- WORK TASK 1
Condense the paragraph of the insurance plan question below that begins "Follow-up question, if the answer is" into a short bulleted list that keeps its main facts.
- WORK TASK 2
Translate this sentence from the insurance plan question below into French: "They set all rates of reimbursement for all medical services no matter how trivial."
- WORK TASK 3
Return the passage of the insurance plan question below that lies between "Follow-up question, if" and "an easier way.", inclusive.

- DOCUMENT PASSAGE
- Opening Delimiter -

Let's say I have a choice between two plans, both offered by the same insurance company. Plan A is a high-premium, low-coinsurance, low-deductible plan. Conversely, Plan B is a low-premium, high-coinsurance, high-deductible plan.
For a given service from a given provider, is there a general rule that the insurance allowed benefit will be the same on the two plans (assuming it's a service that's covered under both plans)? By "allowed benefit" I mean the rate that the insurer agrees to pay for that service to that provider: if it's an in-network provider, then it's a negotiated rate between the insurer and the provider, if it's an out-of-network provider then the insurer has some kind of system for calculating it (eg, I've seen "70% of the 80th percentile charge from the FAIR health database"). The most common terminology seems to be "allowed benefit" but some insurance companies use "allowable amount", "approved charge", "maximum allowable", "negotiated rate", "contracted rate", "eligible expense", etc.
I can see that from the insurer's point of view they have much more incentive to set a lower allowed benefit for Plan A (where the insurer is likely paying most of it) compared to Plan B (where I am likely paying most/all of it), but do they actually do that?
Maybe the answer is different for in-network vs out-of-network providers?
EDIT to add: I've been doing a bit more research and I found an article by a David Belk MD where he states:
What this means is that insurance companies have enormous control over the medical industry. They set all rates of reimbursement for all medical services no matter how trivial. These rates vary greatly from policy to policy even for the same service from the same provider.
Follow-up question, if the answer is "the allowed benefit will generally be different for the two plans": how do I go about comparing the plans? Call the insurer and ask "Hypothetically, if I had a MRI done at lab X, and I were on plan A, how much would you pay the lab? And what about if I were on plan B?" And repeat, replacing "MRI" with every other procedure I think I might need, and replacing "lab X" with every provider I might like to use. Would they even give me that information? I hope there's an easier way.
(To be specific, I'm currently comparing some employer-sponsored PPO plans from Empire BCBS of NY, but I'm hoping there's a general answer to my question.)

- Closing Delimiter -

- SOURCE MATERIAL
- Opening Delimiter -

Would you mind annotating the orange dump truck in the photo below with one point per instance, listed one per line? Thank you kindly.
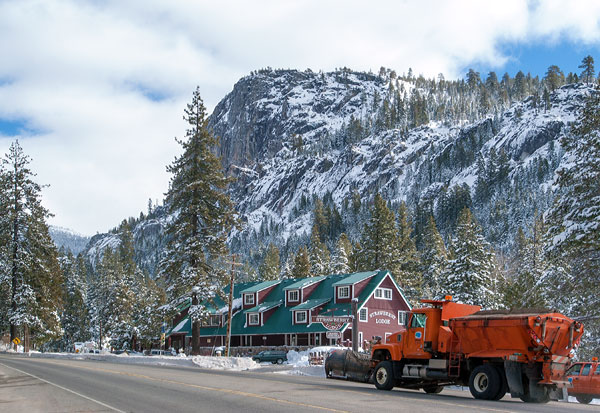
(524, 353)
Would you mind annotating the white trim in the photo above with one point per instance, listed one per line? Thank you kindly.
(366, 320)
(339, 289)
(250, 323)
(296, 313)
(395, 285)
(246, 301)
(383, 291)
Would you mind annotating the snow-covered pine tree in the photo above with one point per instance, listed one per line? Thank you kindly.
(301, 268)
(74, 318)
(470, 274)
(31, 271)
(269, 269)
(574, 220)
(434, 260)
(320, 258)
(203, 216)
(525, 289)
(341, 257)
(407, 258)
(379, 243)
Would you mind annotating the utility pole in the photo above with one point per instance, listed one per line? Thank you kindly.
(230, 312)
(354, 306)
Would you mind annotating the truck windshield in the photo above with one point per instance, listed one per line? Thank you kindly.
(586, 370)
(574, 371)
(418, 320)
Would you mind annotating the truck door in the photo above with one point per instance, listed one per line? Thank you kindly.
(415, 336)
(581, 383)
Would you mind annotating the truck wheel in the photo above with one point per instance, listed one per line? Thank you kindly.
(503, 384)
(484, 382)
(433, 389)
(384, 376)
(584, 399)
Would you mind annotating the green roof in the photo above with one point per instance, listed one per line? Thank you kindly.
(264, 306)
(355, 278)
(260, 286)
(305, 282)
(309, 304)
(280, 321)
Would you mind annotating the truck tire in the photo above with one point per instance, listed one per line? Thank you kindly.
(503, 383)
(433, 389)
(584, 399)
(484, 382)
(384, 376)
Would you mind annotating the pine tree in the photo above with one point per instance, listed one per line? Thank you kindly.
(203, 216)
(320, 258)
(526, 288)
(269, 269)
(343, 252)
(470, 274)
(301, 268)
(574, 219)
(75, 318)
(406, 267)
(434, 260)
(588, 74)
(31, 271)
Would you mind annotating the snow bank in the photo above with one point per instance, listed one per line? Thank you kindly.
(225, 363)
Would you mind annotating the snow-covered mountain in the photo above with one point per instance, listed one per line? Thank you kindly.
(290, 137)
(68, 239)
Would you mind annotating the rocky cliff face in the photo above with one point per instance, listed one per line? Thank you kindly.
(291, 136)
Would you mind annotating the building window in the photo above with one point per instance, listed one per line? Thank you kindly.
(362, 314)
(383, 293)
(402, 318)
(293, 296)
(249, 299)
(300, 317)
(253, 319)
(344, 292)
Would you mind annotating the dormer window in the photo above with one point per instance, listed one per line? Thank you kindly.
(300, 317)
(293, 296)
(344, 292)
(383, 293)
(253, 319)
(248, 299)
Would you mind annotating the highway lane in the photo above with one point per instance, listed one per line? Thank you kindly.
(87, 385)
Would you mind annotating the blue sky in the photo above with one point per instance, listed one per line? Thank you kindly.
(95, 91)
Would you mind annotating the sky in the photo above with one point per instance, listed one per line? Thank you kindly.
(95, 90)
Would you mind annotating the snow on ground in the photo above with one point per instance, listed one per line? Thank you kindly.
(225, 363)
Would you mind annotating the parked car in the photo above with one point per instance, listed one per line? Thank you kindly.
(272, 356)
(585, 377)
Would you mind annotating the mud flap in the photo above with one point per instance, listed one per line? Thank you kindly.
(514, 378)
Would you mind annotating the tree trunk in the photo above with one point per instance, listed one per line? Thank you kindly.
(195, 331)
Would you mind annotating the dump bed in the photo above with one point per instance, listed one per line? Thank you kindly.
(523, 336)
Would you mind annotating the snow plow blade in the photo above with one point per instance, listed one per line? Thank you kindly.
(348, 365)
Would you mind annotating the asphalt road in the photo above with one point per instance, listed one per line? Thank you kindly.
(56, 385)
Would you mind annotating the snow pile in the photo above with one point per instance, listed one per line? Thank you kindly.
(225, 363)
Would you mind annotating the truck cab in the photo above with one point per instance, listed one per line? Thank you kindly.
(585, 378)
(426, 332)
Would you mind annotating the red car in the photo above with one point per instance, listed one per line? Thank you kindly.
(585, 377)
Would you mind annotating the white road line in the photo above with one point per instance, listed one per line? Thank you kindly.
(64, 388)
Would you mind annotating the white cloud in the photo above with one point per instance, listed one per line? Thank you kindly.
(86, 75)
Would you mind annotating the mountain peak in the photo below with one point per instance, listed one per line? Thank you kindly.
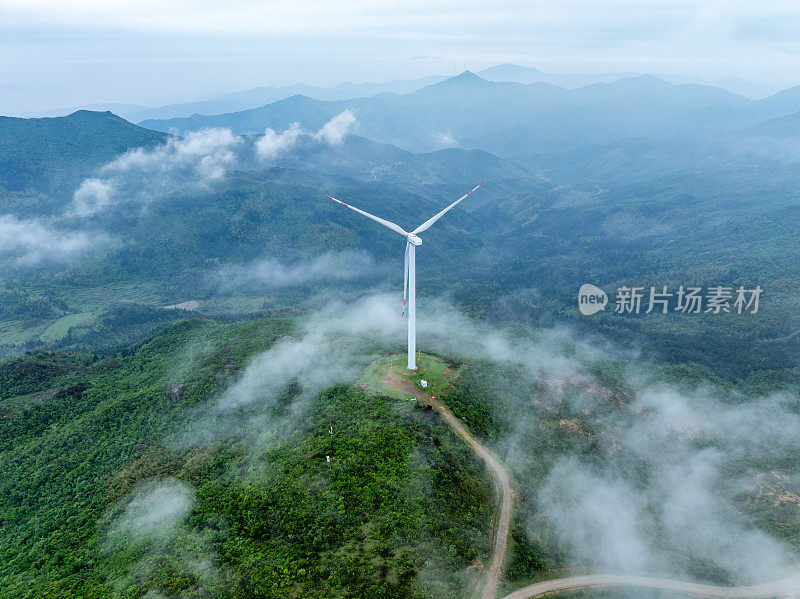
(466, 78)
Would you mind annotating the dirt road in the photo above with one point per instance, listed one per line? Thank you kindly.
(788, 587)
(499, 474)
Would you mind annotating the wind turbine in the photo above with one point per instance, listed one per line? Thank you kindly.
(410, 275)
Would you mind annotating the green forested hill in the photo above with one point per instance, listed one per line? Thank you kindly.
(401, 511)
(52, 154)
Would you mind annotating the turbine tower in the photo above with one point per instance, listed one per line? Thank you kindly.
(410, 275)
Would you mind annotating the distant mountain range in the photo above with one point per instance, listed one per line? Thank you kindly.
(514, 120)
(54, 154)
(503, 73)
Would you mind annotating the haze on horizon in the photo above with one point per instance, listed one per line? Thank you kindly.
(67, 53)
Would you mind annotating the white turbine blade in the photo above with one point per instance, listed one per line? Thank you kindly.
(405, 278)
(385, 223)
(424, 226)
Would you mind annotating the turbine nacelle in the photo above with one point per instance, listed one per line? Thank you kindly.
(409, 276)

- Closing Delimiter -
- Opening Delimiter -

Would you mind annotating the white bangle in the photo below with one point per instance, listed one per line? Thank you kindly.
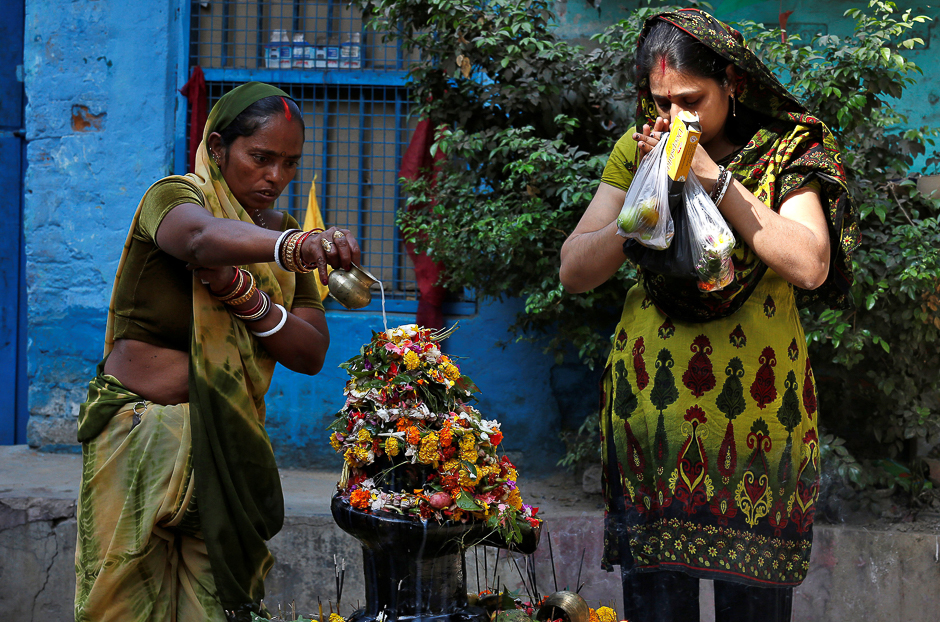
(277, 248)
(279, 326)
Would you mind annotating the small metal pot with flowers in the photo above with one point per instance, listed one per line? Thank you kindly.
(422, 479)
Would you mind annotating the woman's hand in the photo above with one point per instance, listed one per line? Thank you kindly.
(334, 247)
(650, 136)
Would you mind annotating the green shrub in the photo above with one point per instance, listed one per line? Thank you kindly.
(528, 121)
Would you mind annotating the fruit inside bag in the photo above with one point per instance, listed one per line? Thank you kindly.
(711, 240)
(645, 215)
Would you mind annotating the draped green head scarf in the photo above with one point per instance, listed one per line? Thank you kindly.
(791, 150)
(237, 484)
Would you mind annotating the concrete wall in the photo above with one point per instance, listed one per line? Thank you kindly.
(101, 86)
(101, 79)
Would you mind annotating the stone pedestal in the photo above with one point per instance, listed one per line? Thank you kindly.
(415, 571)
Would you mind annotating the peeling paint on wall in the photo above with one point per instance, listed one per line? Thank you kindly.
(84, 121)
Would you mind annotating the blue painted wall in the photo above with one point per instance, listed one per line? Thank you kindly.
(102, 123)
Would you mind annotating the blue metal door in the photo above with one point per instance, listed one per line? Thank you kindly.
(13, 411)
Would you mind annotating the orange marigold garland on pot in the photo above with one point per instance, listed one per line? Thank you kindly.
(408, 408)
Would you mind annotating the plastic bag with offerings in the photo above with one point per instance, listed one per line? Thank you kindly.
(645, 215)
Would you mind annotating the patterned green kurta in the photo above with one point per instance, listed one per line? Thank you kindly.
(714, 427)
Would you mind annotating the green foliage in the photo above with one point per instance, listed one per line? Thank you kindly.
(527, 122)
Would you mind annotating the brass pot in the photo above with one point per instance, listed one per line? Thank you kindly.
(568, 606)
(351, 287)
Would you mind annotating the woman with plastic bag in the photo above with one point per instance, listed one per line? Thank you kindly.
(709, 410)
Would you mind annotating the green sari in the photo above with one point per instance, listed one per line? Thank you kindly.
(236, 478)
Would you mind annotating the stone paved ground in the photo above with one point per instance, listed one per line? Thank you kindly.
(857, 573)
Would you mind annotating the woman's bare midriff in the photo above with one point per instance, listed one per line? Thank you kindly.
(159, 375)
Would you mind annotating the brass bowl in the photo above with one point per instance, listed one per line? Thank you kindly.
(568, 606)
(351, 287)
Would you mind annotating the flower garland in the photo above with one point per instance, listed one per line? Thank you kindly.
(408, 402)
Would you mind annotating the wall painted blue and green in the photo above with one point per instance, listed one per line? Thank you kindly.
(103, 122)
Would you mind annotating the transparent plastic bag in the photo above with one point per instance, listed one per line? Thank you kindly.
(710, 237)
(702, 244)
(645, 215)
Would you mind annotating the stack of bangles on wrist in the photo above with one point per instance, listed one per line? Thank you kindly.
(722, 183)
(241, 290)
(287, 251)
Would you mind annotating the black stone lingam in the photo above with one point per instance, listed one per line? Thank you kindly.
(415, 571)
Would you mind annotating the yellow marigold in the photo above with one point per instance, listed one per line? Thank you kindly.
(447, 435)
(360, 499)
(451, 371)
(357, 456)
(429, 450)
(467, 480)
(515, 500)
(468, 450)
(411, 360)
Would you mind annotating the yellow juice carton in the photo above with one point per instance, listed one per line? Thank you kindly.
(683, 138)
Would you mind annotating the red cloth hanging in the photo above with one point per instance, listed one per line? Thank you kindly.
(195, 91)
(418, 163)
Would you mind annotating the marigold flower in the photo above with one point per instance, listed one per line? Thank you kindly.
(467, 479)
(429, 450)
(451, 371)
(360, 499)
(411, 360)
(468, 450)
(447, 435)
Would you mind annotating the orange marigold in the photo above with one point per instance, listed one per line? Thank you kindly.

- Closing Delimiter -
- Opening Delimiter -

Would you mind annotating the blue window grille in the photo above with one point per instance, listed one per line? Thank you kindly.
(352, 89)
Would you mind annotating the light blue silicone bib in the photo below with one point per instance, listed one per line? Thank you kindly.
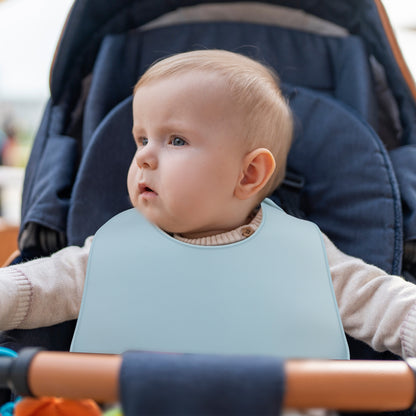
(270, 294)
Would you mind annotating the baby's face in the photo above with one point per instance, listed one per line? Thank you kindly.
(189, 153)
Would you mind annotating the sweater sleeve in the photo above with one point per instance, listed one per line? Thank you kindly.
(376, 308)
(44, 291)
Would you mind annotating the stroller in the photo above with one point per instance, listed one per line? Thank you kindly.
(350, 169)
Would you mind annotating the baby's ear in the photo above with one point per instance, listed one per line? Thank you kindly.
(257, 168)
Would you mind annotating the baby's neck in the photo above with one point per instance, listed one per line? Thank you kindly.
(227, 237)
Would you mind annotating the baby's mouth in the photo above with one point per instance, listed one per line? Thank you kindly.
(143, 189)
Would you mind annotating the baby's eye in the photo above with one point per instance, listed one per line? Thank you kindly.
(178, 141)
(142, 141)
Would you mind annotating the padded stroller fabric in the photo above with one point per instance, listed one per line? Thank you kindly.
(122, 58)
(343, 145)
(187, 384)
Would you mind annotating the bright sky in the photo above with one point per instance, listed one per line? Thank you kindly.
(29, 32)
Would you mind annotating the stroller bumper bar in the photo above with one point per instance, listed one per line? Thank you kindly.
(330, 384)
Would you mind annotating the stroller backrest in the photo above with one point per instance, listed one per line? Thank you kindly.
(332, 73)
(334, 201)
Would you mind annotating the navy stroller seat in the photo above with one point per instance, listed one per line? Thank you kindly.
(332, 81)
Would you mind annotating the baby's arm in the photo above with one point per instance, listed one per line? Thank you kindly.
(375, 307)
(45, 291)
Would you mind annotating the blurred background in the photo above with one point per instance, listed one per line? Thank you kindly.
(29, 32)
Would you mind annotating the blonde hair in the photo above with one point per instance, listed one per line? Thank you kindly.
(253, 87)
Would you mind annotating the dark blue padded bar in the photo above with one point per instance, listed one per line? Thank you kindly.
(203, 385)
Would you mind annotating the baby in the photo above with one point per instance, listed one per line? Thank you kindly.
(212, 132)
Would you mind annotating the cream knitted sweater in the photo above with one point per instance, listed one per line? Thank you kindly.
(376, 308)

- Closing Delimiter -

- RESPONSE AREA 1
- The question assumes the allowed benefit for a service generally differs between the two plans.
- One way to compare the plans would be to call the insurer and ask how much it would pay lab X for an MRI under Plan A and under Plan B.
- That call would have to be repeated for every procedure that might be needed and every provider that might be used.
- It is uncertain whether the insurer would provide that information.
- The writer hopes there is an easier way.

- RESPONSE AREA 2
Elles fixent tous les taux de remboursement pour tous les services médicaux, aussi insignifiants soient-ils.

- RESPONSE AREA 3
Follow-up question, if the answer is "the allowed benefit will generally be different for the two plans": how do I go about comparing the plans? Call the insurer and ask "Hypothetically, if I had a MRI done at lab X, and I were on plan A, how much would you pay the lab? And what about if I were on plan B?" And repeat, replacing "MRI" with every other procedure I think I might need, and replacing "lab X" with every provider I might like to use. Would they even give me that information? I hope there's an easier way.